--- THE TASKS ---
1 – Write out the part of the worked solution on parallel lines from "In Exercises 35" up to and including "lines is \((-2, 3)\).".
2 – In the worked solution on parallel lines, what direction vector do both lines share?
3 – In the worked solution on parallel lines, why is (3, 2) chosen as the normal vector?

+++ SUPPLIED TEXT

In Exercises 35 and \(36,\) find the distance between the parallel lines $$\left[\begin{array}{l} x \\ y \end{array}\right]=\left[\begin{array}{l} 1 \\ 1 \end{array}\right]+s\left[\begin{array}{r} -2 \\ 3 \end{array}\right] \text { and }\left[\begin{array}{l} x \\ y \end{array}\right]=\left[\begin{array}{l} 5 \\ 4 \end{array}\right]+t\left[\begin{array}{r} -2 \\ 3 \end{array}\right]$$

Short Answer

Expert verified
The distance between the lines is \( \frac{18}{\sqrt{13}} \).

Step by step solution

01

Identify Direction Vector

Both lines are given in parametric form:\[ \begin{array}{l} x = 1 - 2s \ y = 1 + 3s \end{array} \] and \[ \begin{array}{l} x = 5 - 2t \ y = 4 + 3t \end{array} \]The direction vector for both lines is \((-2, 3)\).
02

Find the Normal Vector

To find the normal vector, we need a vector that is perpendicular to the direction vector. Since our direction vector is \((-2, 3)\), a perpendicular vector to this is \((3, 2)\).

++++++
+++ DATASET

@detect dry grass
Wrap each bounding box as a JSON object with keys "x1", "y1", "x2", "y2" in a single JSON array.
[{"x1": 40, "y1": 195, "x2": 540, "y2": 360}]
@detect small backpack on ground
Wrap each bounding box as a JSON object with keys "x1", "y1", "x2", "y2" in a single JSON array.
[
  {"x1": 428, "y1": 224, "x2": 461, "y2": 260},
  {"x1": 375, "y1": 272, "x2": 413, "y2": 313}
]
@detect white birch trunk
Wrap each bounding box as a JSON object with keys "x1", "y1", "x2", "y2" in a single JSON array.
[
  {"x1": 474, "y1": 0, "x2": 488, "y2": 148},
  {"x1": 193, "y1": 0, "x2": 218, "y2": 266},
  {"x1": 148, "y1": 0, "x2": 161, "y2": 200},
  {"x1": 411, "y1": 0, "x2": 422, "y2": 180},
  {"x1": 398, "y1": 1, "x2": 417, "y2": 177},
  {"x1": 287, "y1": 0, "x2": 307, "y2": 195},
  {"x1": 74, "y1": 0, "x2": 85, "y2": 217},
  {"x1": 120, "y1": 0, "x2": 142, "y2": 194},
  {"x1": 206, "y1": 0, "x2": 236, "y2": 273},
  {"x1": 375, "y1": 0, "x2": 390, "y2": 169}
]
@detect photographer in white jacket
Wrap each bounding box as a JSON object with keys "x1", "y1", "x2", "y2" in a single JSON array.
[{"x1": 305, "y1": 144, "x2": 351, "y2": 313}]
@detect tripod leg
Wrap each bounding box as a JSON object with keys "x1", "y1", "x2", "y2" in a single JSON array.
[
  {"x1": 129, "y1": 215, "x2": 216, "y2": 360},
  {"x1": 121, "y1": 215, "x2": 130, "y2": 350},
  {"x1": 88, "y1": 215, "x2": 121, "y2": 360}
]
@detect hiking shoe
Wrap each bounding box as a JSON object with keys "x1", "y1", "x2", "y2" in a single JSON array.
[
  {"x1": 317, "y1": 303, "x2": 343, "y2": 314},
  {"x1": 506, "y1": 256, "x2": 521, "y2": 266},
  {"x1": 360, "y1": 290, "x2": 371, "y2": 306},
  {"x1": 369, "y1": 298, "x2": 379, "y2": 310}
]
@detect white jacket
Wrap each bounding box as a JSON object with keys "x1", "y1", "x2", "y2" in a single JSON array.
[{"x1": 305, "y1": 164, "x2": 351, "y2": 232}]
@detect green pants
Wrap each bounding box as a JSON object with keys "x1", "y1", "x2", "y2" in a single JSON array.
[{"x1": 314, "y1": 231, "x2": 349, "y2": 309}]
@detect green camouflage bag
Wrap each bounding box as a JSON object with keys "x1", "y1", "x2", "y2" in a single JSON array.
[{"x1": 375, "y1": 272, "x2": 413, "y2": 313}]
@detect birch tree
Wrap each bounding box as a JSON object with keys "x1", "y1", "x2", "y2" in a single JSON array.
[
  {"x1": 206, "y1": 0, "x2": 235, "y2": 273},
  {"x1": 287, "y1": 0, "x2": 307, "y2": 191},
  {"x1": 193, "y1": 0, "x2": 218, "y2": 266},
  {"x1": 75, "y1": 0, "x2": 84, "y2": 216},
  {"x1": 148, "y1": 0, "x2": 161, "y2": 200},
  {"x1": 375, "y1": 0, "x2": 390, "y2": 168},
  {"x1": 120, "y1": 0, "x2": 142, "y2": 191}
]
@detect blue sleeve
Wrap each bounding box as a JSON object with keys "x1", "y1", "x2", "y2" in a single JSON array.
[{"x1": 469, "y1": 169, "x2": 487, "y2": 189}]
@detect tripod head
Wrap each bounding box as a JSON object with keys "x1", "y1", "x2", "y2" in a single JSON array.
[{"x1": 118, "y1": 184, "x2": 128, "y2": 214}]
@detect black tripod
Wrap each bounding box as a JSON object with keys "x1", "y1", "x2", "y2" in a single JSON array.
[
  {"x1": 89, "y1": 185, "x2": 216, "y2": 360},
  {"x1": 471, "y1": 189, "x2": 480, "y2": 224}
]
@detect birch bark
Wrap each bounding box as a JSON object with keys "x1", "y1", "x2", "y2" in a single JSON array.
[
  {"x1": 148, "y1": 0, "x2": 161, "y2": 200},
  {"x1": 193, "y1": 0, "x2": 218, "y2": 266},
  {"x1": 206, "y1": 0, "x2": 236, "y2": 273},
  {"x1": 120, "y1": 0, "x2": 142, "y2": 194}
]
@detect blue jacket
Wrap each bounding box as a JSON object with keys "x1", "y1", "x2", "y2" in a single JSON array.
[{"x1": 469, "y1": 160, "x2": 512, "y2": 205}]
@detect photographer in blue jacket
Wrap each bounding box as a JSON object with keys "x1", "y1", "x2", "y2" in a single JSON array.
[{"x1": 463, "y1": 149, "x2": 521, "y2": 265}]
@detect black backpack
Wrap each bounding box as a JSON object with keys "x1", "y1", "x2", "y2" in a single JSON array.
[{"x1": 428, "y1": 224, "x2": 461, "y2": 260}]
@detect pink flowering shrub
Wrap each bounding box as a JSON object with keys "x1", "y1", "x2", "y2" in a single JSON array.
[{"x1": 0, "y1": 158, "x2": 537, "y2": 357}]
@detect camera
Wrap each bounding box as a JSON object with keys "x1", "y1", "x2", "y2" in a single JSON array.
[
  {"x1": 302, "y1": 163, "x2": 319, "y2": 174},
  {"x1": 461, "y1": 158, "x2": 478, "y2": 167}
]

++++++

--- ANSWERS PER TASK ---
1 –
In Exercises 35 and \(36,\) find the distance between the parallel lines $$\left[\begin{array}{l} x \\ y \end{array}\right]=\left[\begin{array}{l} 1 \\ 1 \end{array}\right]+s\left[\begin{array}{r} -2 \\ 3 \end{array}\right] \text { and }\left[\begin{array}{l} x \\ y \end{array}\right]=\left[\begin{array}{l} 5 \\ 4 \end{array}\right]+t\left[\begin{array}{r} -2 \\ 3 \end{array}\right]$$

Short Answer

Expert verified
The distance between the lines is \( \frac{18}{\sqrt{13}} \).

Step by step solution

01

Identify Direction Vector

Both lines are given in parametric form:\[ \begin{array}{l} x = 1 - 2s \ y = 1 + 3s \end{array} \] and \[ \begin{array}{l} x = 5 - 2t \ y = 4 + 3t \end{array} \]The direction vector for both lines is \((-2, 3)\).

2 – Both lines have the direction vector (-2, 3).

3 – The normal vector has to be perpendicular to the direction vector. Since the direction vector is (-2, 3), the solution takes (3, 2) as a vector perpendicular to it.